Objective: Turn every line of the rows below into a numbered list, skipping any blank lines and leaving the pictures out of the answer.

(Image location labeling rows)
>> Begin
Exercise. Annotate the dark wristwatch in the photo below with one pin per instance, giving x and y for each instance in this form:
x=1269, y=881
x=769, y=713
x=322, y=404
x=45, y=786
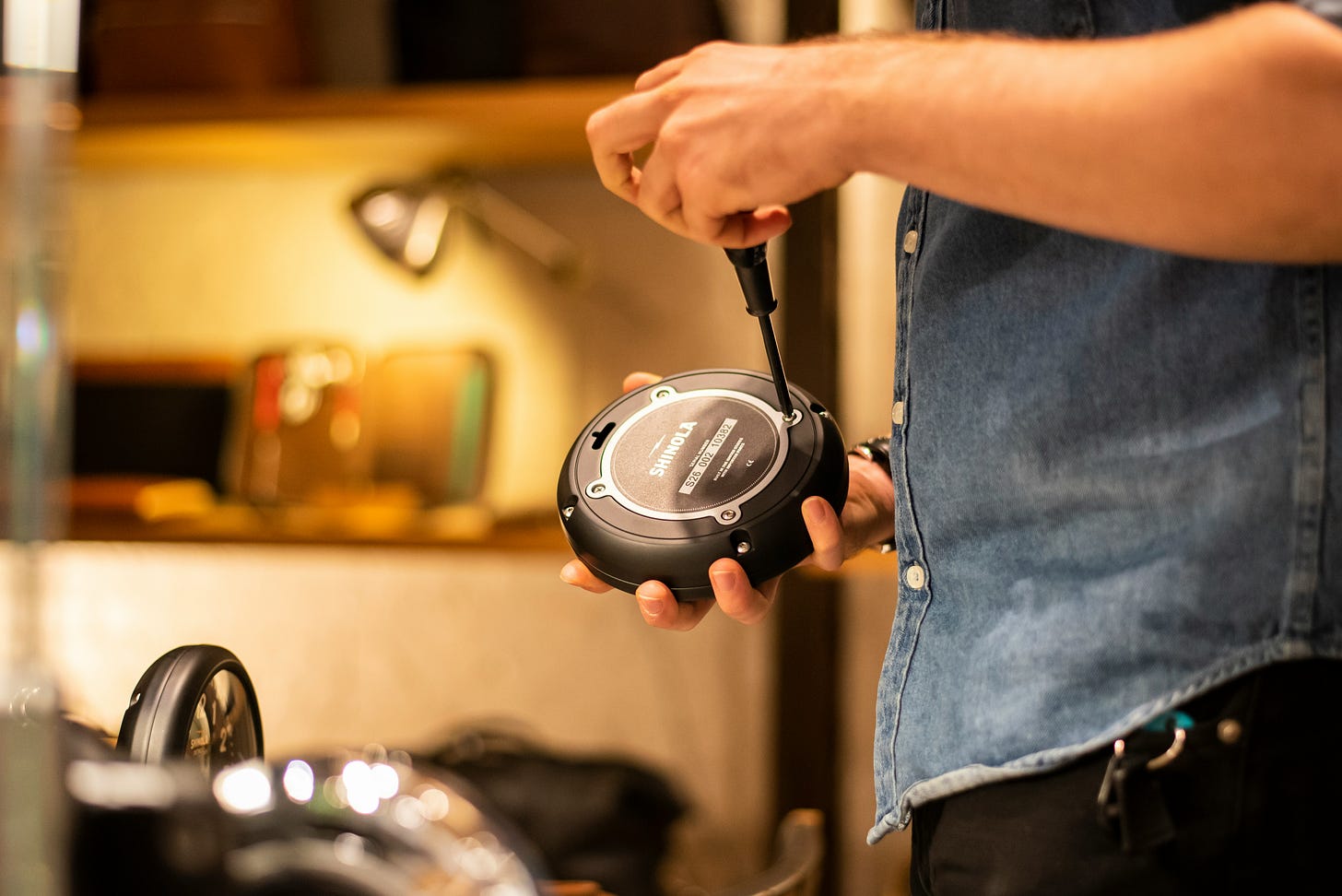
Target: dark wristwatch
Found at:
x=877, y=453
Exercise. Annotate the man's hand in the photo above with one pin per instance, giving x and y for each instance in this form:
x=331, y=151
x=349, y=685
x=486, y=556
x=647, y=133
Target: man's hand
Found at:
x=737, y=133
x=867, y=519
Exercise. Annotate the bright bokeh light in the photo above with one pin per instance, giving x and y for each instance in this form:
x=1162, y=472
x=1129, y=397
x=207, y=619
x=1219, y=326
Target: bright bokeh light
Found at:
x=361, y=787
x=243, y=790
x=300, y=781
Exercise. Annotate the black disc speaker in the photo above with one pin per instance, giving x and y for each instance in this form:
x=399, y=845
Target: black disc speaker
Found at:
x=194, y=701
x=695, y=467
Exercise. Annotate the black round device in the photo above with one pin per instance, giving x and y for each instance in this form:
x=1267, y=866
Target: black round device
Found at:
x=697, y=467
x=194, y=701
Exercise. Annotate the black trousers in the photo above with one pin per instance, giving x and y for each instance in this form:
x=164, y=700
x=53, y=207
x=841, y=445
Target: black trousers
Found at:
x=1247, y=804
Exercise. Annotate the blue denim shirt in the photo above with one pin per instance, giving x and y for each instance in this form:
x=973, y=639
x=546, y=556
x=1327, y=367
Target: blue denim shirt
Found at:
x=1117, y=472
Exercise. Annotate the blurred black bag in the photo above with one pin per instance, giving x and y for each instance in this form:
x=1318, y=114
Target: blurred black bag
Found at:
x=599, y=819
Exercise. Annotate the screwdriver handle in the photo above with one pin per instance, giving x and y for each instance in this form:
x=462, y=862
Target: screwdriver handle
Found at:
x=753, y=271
>> End
Exercise answer:
1. Exercise. Annotate the dark wristwatch in the photo below with one pin per instance, giving x and y for each instance in this form:
2. x=1269, y=881
3. x=769, y=713
4. x=322, y=404
5. x=45, y=786
6. Target: dark wristwatch
7. Found at:
8. x=877, y=453
9. Exercise. Annotate the man's hand in the photo above with one pin per instance, giving x and y for each instance in this form:
10. x=331, y=151
11. x=349, y=685
12. x=486, y=556
13. x=647, y=133
14. Target: man's hand
15. Found at:
16. x=737, y=133
17. x=867, y=519
18. Exercise. Annotate the bright bokeh light in the photo above with one pin per instance, giving x and y for each instance in this form:
19. x=1162, y=472
20. x=1129, y=397
21. x=207, y=619
22. x=1219, y=326
23. Target: bright bokeh light
24. Found at:
25. x=361, y=787
26. x=243, y=790
27. x=300, y=781
28. Exercise. Annotate the black disc speaker in the photo above with one pin per instance, giving x and y for each instance in this form:
29. x=399, y=845
30. Target: black disc speaker
31. Found at:
32. x=194, y=701
33. x=695, y=467
34. Exercise. Annotate the black round device in the photo above with one pin per instance, giving x and y for each instance in this form:
35. x=1267, y=866
36. Target: black round device
37. Found at:
38. x=697, y=467
39. x=194, y=701
40. Exercise. Annotate the black trousers in the photo above with one pin per instance, giving x and y for each instance in this form:
41. x=164, y=700
42. x=53, y=207
43. x=841, y=445
44. Target: black trousers
45. Found at:
46. x=1247, y=804
47. Exercise. Annotate the blue denim shirt in the photo above with one pin per instance, giving x and y for each instance in this form:
48. x=973, y=639
49. x=546, y=556
50. x=1327, y=367
51. Target: blue denim shirt
52. Found at:
53. x=1117, y=472
54. Exercise. Annotate the blurred black bag in the photo above with one pin per instance, giving x and y for each instance in this form:
55. x=1318, y=114
56. Target: blurred black bag
57. Found at:
58. x=599, y=819
59. Exercise. Annotate the screwdriver handle in the photo above with one pin per instance, giving x and y for each instance in this form:
60. x=462, y=862
61. Target: screwdriver handle
62. Found at:
63. x=753, y=271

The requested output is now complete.